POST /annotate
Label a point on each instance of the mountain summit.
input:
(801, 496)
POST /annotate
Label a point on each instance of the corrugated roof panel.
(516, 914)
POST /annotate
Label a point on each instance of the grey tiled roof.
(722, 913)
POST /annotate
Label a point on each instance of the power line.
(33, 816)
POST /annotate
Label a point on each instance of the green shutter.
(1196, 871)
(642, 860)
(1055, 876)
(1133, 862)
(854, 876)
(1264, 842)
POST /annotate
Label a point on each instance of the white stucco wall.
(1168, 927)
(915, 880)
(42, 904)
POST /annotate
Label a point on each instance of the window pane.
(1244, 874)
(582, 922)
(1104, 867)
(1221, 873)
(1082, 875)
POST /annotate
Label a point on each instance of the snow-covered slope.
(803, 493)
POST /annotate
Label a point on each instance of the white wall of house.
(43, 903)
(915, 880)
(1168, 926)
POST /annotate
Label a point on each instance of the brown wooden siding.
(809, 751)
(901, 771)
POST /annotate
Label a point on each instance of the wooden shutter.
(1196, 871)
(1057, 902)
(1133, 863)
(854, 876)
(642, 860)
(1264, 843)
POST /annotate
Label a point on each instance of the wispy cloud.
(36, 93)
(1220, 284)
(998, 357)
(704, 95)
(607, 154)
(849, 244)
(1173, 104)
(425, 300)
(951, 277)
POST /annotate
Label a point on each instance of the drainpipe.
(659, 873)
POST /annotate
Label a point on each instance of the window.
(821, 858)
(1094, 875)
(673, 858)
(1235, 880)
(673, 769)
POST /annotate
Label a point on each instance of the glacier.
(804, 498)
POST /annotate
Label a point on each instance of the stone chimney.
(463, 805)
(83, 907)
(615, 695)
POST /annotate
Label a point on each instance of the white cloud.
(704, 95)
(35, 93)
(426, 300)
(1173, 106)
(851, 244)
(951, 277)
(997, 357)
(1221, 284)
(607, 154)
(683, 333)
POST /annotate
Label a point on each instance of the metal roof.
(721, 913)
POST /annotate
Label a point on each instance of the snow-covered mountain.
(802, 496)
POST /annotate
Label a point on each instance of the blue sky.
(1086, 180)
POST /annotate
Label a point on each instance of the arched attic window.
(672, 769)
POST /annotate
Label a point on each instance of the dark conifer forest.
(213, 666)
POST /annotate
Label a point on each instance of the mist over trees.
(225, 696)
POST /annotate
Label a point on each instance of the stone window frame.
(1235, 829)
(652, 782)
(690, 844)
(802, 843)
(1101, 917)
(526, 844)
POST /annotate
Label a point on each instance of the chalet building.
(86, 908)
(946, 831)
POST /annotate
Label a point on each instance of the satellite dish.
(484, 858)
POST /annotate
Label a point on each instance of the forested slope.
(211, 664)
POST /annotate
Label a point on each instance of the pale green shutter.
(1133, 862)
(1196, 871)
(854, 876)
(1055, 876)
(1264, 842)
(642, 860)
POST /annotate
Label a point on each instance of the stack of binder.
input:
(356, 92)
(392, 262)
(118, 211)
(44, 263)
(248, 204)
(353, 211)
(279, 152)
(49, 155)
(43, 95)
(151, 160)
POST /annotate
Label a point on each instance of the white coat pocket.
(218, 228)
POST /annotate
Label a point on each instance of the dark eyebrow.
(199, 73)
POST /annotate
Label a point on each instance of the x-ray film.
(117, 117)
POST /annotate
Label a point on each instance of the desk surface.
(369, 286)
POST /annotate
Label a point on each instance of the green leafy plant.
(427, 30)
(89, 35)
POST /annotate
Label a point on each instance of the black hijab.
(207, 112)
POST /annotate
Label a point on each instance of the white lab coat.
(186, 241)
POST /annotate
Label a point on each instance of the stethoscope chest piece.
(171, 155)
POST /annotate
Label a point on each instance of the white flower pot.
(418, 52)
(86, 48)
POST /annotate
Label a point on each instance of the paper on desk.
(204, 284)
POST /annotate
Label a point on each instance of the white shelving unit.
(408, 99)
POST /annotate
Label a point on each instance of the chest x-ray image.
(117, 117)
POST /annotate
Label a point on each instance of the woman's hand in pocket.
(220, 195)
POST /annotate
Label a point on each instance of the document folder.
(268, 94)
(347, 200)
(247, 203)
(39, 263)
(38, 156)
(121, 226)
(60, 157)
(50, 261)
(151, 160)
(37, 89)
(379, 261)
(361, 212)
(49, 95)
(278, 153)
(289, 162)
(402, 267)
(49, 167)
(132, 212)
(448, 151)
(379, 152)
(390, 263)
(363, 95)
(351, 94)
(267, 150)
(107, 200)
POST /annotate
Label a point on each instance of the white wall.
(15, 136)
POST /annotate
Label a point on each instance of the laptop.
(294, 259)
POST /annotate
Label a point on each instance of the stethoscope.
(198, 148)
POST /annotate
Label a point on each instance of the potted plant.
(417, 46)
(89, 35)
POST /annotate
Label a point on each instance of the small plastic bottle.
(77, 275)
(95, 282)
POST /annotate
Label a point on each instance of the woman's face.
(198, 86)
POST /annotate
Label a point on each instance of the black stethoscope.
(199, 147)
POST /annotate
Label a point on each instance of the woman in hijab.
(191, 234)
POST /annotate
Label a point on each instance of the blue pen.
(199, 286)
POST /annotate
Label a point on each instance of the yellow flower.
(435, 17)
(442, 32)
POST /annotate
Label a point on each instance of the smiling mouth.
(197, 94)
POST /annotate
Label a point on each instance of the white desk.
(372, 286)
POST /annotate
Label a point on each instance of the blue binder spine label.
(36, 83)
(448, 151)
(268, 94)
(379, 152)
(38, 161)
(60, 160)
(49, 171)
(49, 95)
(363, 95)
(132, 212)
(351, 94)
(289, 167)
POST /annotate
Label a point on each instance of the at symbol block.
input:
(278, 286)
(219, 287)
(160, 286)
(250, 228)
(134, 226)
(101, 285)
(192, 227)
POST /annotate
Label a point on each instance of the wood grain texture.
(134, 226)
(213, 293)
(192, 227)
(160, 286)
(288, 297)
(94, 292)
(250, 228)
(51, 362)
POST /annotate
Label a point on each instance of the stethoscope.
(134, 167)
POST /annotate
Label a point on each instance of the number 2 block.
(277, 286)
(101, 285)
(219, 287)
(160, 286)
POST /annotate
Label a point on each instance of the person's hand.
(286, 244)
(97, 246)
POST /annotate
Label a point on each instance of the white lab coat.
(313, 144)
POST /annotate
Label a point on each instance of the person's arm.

* Stated problem: Can you recast all the items above as a numbered list, dropping any blank lines?

* Exercise answer:
1. POST /annotate
2. Label a point on each instance of the mountain summit.
3. input:
4. (801, 496)
5. POST /annotate
6. Label a point on each instance of the corrugated roof panel.
7. (516, 914)
8. POST /annotate
9. Label a point on each instance of the grey tiled roof.
10. (722, 913)
11. POST /annotate
12. Label a point on each instance of the power line.
13. (33, 816)
14. POST /annotate
15. Label a point on each instance of the green shutter.
16. (1196, 871)
17. (642, 860)
18. (1055, 876)
19. (1133, 862)
20. (854, 876)
21. (1264, 842)
22. POST /annotate
23. Label a point on each instance of the white stucco wall.
24. (1168, 927)
25. (915, 880)
26. (42, 904)
27. POST /annotate
28. Label a point on each instance of the window pane.
29. (1244, 874)
30. (582, 922)
31. (1104, 867)
32. (1221, 873)
33. (1082, 875)
34. POST /annotate
35. Label a point on each instance of the snow-covered slope.
36. (803, 493)
37. POST /annotate
38. Label a point on each instance of the white wall of house.
39. (43, 903)
40. (915, 880)
41. (1168, 926)
42. POST /annotate
43. Label a point on each instance of the brown wooden siding.
44. (809, 751)
45. (901, 771)
46. POST /annotate
47. Label a point on each instance of the wooden shutter.
48. (1196, 871)
49. (1057, 902)
50. (1133, 863)
51. (854, 876)
52. (642, 860)
53. (1264, 843)
54. POST /annotate
55. Label a point on each instance of the wispy cloud.
56. (36, 93)
57. (1220, 284)
58. (998, 357)
59. (704, 95)
60. (607, 154)
61. (849, 244)
62. (1173, 104)
63. (425, 300)
64. (951, 277)
65. POST /annotate
66. Label a point on each instance of the drainpipe.
67. (659, 873)
68. POST /annotate
69. Label a point on each instance of the window.
70. (821, 858)
71. (1094, 875)
72. (673, 858)
73. (1235, 880)
74. (673, 769)
75. POST /annotate
76. Label a point on each instance of the glacier.
77. (804, 498)
78. POST /annotate
79. Label a point on each instance of the stone chimney.
80. (463, 805)
81. (83, 907)
82. (615, 695)
83. POST /annotate
84. Label a point on each instance of the white cloud.
85. (704, 95)
86. (35, 93)
87. (426, 300)
88. (1173, 106)
89. (851, 244)
90. (951, 277)
91. (997, 357)
92. (1221, 284)
93. (607, 154)
94. (683, 333)
95. POST /annotate
96. Label a point on each instance of the metal roof.
97. (721, 913)
98. POST /annotate
99. Label a point on each instance of the snow-covered mountain.
100. (802, 496)
101. POST /annotate
102. Label a point on each instance of the blue sky.
103. (1086, 180)
104. POST /annotate
105. Label a point on each instance of the arched attic window.
106. (672, 769)
107. POST /annotate
108. Label a point on each instance of the dark conifer forest.
109. (213, 666)
110. POST /annotate
111. Label a point on each instance of the mist over trees.
112. (225, 696)
113. POST /annotate
114. Label a point on each instance of the stone window frame.
115. (1235, 829)
116. (652, 782)
117. (690, 844)
118. (802, 843)
119. (1101, 917)
120. (526, 844)
121. POST /annotate
122. Label a point on each instance of the chalet building.
123. (86, 908)
124. (946, 831)
125. POST /annotate
126. Label a point on each instance of the satellite dish.
127. (484, 858)
128. POST /annotate
129. Label a point on each instance of the forested slope.
130. (211, 664)
131. POST /annotate
132. Label a point on each instance of the pale green shutter.
133. (1133, 862)
134. (1196, 871)
135. (854, 876)
136. (1055, 876)
137. (1264, 842)
138. (642, 860)
139. POST /annotate
140. Label a point on each instance of the stack of binder.
141. input:
142. (356, 92)
143. (392, 262)
144. (118, 211)
145. (44, 263)
146. (248, 204)
147. (353, 211)
148. (279, 152)
149. (49, 155)
150. (43, 95)
151. (151, 160)
152. POST /annotate
153. Label a point on each instance of the white coat pocket.
154. (218, 228)
155. POST /annotate
156. Label a point on each instance of the dark eyebrow.
157. (199, 73)
158. POST /annotate
159. Label a point on each instance of the x-ray film.
160. (117, 117)
161. POST /annotate
162. Label a point on each instance of the desk surface.
163. (369, 286)
164. POST /annotate
165. Label a point on each instance of the green leafy plant.
166. (427, 30)
167. (89, 35)
168. POST /annotate
169. Label a point on each instance of the black hijab.
170. (207, 112)
171. POST /annotate
172. Label a point on each instance of the white lab coat.
173. (186, 241)
174. POST /annotate
175. Label a point on each instance of the stethoscope chest piece.
176. (171, 155)
177. POST /annotate
178. Label a point on each instance of the white flower pot.
179. (418, 52)
180. (86, 48)
181. POST /annotate
182. Label a point on each instance of the paper on desk.
183. (204, 284)
184. POST /annotate
185. Label a point on each instance of the white shelving unit.
186. (408, 99)
187. POST /annotate
188. Label a point on each instance of the chest x-ray image.
189. (117, 117)
190. POST /annotate
191. Label a point on each instance of the woman's hand in pocket.
192. (220, 195)
193. POST /annotate
194. Label a point on each instance of the document folder.
195. (268, 94)
196. (347, 200)
197. (247, 203)
198. (39, 263)
199. (38, 156)
200. (121, 226)
201. (60, 157)
202. (50, 261)
203. (151, 160)
204. (37, 89)
205. (379, 261)
206. (361, 212)
207. (49, 95)
208. (278, 153)
209. (289, 162)
210. (402, 267)
211. (49, 167)
212. (132, 212)
213. (448, 151)
214. (379, 152)
215. (390, 263)
216. (363, 95)
217. (351, 94)
218. (267, 150)
219. (107, 200)
220. POST /annotate
221. Label a point on each instance of the white wall.
222. (15, 136)
223. POST /annotate
224. Label a point on each instance of the laptop.
225. (294, 259)
226. POST /annotate
227. Label a point on each instance of the stethoscope.
228. (198, 148)
229. POST /annotate
230. Label a point on each instance of the potted plant.
231. (417, 46)
232. (89, 35)
233. POST /annotate
234. Label a point on each instance of the small plastic bottle.
235. (77, 275)
236. (95, 282)
237. POST /annotate
238. Label a point on each instance of the woman's face.
239. (198, 86)
240. POST /annotate
241. Label a point on each instance of the black stethoscope.
242. (199, 147)
243. POST /annotate
244. Label a point on each instance of the woman in hijab.
245. (191, 234)
246. POST /annotate
247. Label a point on each instance of the blue pen.
248. (199, 286)
249. POST /annotate
250. Label a point on each instance of the yellow flower.
251. (435, 17)
252. (442, 32)
253. POST /annotate
254. Label a point on each instance of the smiling mouth.
255. (197, 94)
256. POST /annotate
257. Label a point on each instance of the white desk.
258. (372, 286)
259. POST /annotate
260. Label a point on each instance of the blue binder spine label.
261. (36, 83)
262. (448, 151)
263. (268, 94)
264. (379, 152)
265. (38, 161)
266. (60, 160)
267. (49, 171)
268. (49, 95)
269. (363, 95)
270. (132, 212)
271. (351, 94)
272. (289, 167)
273. POST /annotate
274. Label a point on each instance of the at symbol block.
275. input:
276. (278, 286)
277. (219, 287)
278. (160, 286)
279. (250, 228)
280. (134, 226)
281. (101, 285)
282. (192, 227)
283. POST /annotate
284. Label a point on each instance of the wood grain texture.
285. (134, 226)
286. (213, 293)
287. (192, 227)
288. (160, 286)
289. (288, 297)
290. (94, 292)
291. (250, 228)
292. (51, 362)
293. POST /annotate
294. Label a point on each instance of the stethoscope.
295. (134, 167)
296. POST /annotate
297. Label a point on each instance of the number 2 block.
298. (277, 286)
299. (101, 285)
300. (219, 287)
301. (160, 286)
302. POST /annotate
303. Label a point on each instance of the person's hand.
304. (286, 244)
305. (97, 246)
306. POST /annotate
307. Label a point on each instance of the white lab coat.
308. (313, 144)
309. POST /annotate
310. Label a point on each instance of the person's arm.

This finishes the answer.